◆ **What the task requires**
Take the line that has "heterophylla in the picture above." in it and every line after it to the end of the entries, and reproduce them exactly.

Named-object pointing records
——————
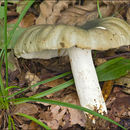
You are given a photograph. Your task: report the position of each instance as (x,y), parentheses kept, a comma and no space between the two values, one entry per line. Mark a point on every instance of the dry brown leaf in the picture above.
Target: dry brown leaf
(124,80)
(76,116)
(61,116)
(53,117)
(33,126)
(71,18)
(54,83)
(128,15)
(51,11)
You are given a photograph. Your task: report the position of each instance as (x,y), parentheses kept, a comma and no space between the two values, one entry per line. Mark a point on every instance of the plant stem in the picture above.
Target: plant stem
(5,93)
(5,40)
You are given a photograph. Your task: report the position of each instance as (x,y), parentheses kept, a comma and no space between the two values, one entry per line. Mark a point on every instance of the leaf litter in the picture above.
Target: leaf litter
(57,117)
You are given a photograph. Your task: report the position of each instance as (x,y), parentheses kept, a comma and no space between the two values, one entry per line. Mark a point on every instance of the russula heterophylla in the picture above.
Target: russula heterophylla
(45,41)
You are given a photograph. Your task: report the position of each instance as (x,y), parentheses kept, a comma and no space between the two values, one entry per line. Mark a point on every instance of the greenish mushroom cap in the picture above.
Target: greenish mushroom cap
(100,34)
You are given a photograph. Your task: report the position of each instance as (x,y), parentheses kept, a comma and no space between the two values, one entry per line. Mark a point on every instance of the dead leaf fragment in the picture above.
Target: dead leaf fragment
(28,20)
(27,108)
(32,79)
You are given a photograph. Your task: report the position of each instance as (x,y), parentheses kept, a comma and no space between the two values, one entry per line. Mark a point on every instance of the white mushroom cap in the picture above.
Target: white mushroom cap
(100,34)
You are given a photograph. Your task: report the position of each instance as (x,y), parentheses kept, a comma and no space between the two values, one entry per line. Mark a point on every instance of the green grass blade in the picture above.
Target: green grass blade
(19,100)
(9,122)
(98,8)
(13,125)
(10,87)
(39,83)
(54,89)
(20,18)
(35,120)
——————
◆ **Expected answer**
You are given a photograph. Your task: report the position of each instance as (x,y), parentheses kept, a comma and no space between the two values, one entry per line. Mark a point on every instance of the russula heterophylla in the picture above.
Target: russula heterophylla
(45,41)
You are given a photograph. Your task: report the position of each instance as (x,y), parentheses kept, a comma and no space between the two values, one entry per line. Mark a point on every instance of the greenish mushroom cap in the picture above.
Target: greenish mushroom cap
(100,34)
You are given a photograph. Your task: report the position of each instance as (x,y), parentheses kept, a comma and no space between the two values, one entry per line. Mark a point on every instance of the dead leaf fragment in the picture above.
Target: dead leaf fragment
(28,20)
(27,108)
(32,79)
You are given a photograph. Your task: report the position of each instance as (x,y), parentheses kept, a comma and no space between the two values, one entry per line. Mark a point on every instance of the white mushroom cap in the picture above.
Target: white mushroom cap
(100,34)
You are given a photograph. Your task: report the position of each instance as (x,y), parentheses kept, a comma and no space between the two values, one entry per line. Mark a point on every instance of the green grass blade in the picture above.
Target: green grass blade
(19,100)
(9,122)
(98,8)
(13,125)
(10,87)
(39,83)
(54,89)
(20,18)
(35,120)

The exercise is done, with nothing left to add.